■ PASSAGE GIVEN:
* start *
Spring greetings from Uganda ❤️

Dear friends,
With warm regards from our children, I hope you’re having a lovely Sunday morning. We celebrated Easter in Uganda last week. We celebrated the blessing and gift of life, and our little community.
And: we celebrated the arrival of a new, young child in our care.
A fresh start, filled with hope

A three-day-old baby boy, found helplessly abandoned by the side of the road and taken from there to the police, is now to be given a fresh start at Kids of Africa at the urgent request of the guardianship authority.
The Lighthouse and Life
Twenty years of Kids of Africa fill us with gratitude and humility. The little village is a great gift. It shines both within and without, like a lighthouse in stormy seas.

Twenty years of Kids of Africa also serve as a reminder that, at the start of our lives, we are all merely recipients, as the lottery of life deals us either a good, mediocre or poor start. Those who live here have been dealt a poor hand. And yet, that start is not destiny; the path to the finish line remains open.
* end *
■ DATA EXTRACT:
* start *
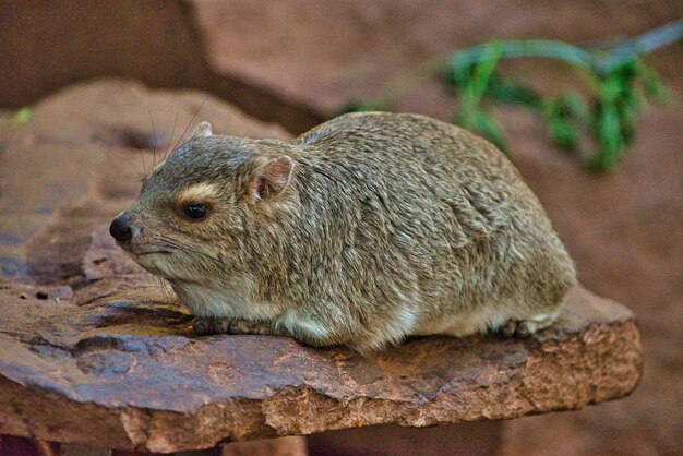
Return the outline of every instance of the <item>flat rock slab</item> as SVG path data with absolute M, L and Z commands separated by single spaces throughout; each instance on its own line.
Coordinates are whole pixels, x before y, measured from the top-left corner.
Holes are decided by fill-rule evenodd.
M 524 340 L 415 338 L 363 358 L 289 338 L 193 336 L 191 316 L 107 225 L 139 188 L 127 163 L 149 168 L 197 110 L 216 131 L 287 137 L 201 94 L 122 81 L 68 89 L 28 123 L 0 124 L 0 434 L 172 452 L 515 418 L 636 387 L 632 313 L 582 288 L 556 325 Z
* end *
■ TASK TO COMPLETE:
Using the spring greetings from Uganda, answer these:
1. Which holiday was celebrated in Uganda last week?
2. How old was the baby boy when he was found?
3. How many years of Kids of Africa are mentioned?
The data has no connection to the spring greetings from Uganda.

■ TASK OUTPUT:
1. Easter
2. Three days old
3. Twenty years